#### DESCRIPTION OF THE TASK:
Every line below that contains the word "wheel" must be copied.

#### RECORDS SUPPLIED:
==*==

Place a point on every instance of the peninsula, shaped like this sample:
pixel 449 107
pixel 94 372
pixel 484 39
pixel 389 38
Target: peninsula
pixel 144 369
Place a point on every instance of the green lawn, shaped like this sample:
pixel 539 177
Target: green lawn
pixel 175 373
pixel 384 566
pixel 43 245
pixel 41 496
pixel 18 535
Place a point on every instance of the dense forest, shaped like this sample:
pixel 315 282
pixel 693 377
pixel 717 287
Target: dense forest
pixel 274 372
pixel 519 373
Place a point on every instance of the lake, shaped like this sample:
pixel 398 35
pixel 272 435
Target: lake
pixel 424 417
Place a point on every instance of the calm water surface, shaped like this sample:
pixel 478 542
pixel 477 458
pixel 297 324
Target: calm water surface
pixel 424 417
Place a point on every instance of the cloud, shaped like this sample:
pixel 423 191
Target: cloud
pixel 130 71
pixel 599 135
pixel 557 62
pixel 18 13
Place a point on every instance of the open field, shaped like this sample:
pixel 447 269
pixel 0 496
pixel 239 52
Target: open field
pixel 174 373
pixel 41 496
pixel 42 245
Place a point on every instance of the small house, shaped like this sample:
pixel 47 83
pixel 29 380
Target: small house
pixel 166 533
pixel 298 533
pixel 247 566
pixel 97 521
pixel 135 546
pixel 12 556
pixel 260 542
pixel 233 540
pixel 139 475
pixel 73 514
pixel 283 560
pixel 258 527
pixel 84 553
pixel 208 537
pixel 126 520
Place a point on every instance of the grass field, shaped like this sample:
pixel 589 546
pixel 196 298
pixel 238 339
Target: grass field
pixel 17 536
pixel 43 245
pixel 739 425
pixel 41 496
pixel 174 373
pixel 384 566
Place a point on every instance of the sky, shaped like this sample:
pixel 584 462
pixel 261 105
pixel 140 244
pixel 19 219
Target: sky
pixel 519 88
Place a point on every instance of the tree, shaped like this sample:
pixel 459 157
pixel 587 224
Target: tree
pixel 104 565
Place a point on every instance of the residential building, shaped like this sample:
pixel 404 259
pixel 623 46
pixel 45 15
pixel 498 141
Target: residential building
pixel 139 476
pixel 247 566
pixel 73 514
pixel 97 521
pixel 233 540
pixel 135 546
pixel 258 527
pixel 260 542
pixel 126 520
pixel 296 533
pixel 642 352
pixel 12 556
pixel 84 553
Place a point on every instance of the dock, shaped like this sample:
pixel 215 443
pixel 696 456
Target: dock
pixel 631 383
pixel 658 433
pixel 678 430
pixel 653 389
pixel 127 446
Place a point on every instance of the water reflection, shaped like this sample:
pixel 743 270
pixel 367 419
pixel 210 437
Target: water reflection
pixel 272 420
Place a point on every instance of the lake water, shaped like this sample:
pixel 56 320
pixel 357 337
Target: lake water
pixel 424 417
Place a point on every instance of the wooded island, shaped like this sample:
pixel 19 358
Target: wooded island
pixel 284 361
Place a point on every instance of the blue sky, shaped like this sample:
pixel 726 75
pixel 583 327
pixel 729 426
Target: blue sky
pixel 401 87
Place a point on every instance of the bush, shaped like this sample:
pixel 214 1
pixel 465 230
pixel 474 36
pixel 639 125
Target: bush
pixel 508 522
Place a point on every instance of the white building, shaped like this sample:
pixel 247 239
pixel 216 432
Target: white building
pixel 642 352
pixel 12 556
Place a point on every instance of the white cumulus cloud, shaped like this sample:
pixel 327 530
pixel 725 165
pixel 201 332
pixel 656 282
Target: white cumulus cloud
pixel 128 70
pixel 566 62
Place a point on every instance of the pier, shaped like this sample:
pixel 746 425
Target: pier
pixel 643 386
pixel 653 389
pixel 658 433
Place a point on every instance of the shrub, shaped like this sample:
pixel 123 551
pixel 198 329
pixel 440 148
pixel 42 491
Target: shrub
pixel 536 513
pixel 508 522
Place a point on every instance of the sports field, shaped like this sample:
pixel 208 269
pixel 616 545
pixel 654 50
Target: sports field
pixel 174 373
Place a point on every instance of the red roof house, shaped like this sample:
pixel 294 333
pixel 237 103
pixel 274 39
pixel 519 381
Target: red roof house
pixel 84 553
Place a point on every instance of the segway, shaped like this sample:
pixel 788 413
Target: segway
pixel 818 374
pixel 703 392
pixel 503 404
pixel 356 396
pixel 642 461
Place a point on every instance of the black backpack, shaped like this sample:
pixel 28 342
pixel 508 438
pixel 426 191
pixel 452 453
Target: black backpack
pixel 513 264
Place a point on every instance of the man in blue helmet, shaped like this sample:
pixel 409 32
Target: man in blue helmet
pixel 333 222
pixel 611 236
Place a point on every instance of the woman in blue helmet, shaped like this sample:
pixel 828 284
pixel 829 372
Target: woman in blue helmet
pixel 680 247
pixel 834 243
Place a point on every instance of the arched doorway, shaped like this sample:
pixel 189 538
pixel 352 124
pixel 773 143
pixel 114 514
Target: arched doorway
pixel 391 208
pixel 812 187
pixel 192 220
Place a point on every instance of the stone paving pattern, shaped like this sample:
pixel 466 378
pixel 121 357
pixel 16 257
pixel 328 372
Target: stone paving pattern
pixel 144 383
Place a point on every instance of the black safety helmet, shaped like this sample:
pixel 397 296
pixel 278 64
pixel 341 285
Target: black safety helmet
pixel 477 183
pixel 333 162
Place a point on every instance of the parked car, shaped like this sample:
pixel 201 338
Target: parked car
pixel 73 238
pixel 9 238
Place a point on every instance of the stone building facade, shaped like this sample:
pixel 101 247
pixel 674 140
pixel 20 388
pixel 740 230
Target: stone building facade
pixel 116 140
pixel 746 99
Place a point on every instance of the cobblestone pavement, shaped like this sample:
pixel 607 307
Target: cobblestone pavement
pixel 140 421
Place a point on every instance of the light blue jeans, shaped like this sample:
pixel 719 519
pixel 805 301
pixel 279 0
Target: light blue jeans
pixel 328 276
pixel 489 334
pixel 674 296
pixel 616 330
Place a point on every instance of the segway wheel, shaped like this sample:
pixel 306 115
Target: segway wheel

==*==

#### RESULT BELOW:
Place a point on every instance of the segway wheel, shaped like this sample:
Target: segway wheel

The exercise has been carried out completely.